## Problem to work on
Reproduce the listing below with every "single story house" swapped for "one-story home". Change nothing else.

(Data listing)
● ● ● ● ●
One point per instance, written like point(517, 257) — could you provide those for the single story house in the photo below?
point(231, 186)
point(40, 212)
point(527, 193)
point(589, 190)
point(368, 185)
● ● ● ● ●
## Exercise solution
One point per instance, written like point(517, 257) — could you provide those for the one-story home in the photo below?
point(231, 186)
point(40, 212)
point(527, 193)
point(589, 190)
point(368, 185)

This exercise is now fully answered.